▶ TEXTAUSSCHNITT
--- --- ---

Reduzierung der Züge Lienz-Innsbruck widerspricht dem Verkehrsdienstevertrag Aktuelles/Termine
Presseinformation der Arbeiterkammer Tirol 20.11.2002
AK-Dinkhauser: Osttiroler Bahnpendler dürfen nicht Menschen zweiter Klasse sein!

Vehement fordern AK-Präsident Fritz Dinkhauser und AK-Vorstand Fritz Gurgiser die ÖBB und das Land Tirol auf, den "offensichtlichen Pfusch der Unterzeichner des Verkehrsdienstevertrages nicht auf dem Rücken der Osttiroler Pendler und Schüler auszutragen. Osttiroler Bahnpendler dürfen nicht Menschen zweiter Klasse sein! Sie werden durch die geplanten Verschlechterungen vor allem in Hinblick auf spätere Ankunftszeit und weniger Haltestellen nahezu mit Gewalt auf die Straße getrieben."

--- --- ---

▶ DEN TEXT ERKUNDEN
**A.** Übersetze den Satz „Osttiroler Bahnpendler dürfen nicht Menschen zweiter Klasse sein!“ aus dem Textausschnitt ins Englische.
**B.** Knüpfe an den Textausschnitt über die Zugkürzungen zwischen Lienz und Innsbruck an und führe ihn nach dem letzten Satz weiter.
Die Zeilen werden hier nicht gebraucht.

▶ BEIGEFÜGTE ZEILEN
--- --- ---

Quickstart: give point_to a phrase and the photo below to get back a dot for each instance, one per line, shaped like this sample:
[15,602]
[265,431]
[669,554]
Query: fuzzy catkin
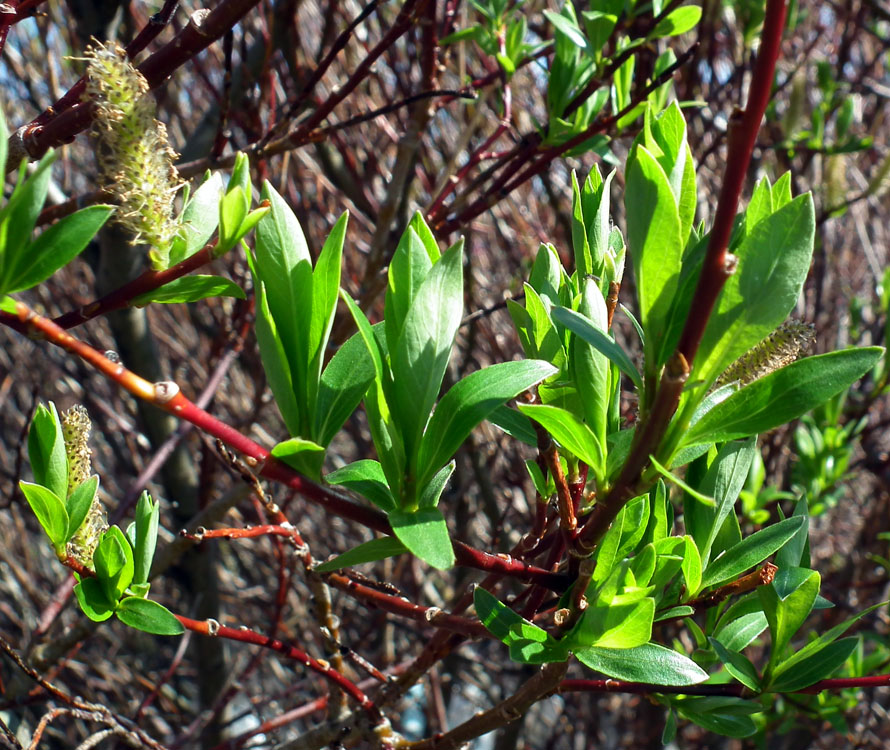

--- --- ---

▶ ANTWORTEN NACH NUMMER
**A.** East Tyrolean rail commuters must not be second-class citizens!

**B.**
Es geht um die Streichung der gerade für Osttiroler Wochenpendler und Schüler so wichtigen Früh-Zugverbindung am Montag Morgen mit der Ankunft 7.44 Uhr in Innsbruck. Dieser Korridorzug wurde bei seiner Einführung im Jahr 1997 bestens angenommen. Zwischen 150 und 200 Pendler sind mit ihm von Ost- nach Nordtirol gependelt – eine ideale Verbindung gerade für Arbeitnehmer, Schüler und Studenten. Statt diese Chance zu nützen und die Verbindung attraktiver zu gestalten, ist das Gegenteil der Fall. Es kam immer wieder zu Pannen. Schlechtes Wagenmaterial, nicht so starke Lokomotiven, Stehzeiten, Ausfall der Heizung, Schienenersatzverkehr und ähnliche Schwierigkeiten haben die Begeisterung der Pendler für den Frühzug gedämpft.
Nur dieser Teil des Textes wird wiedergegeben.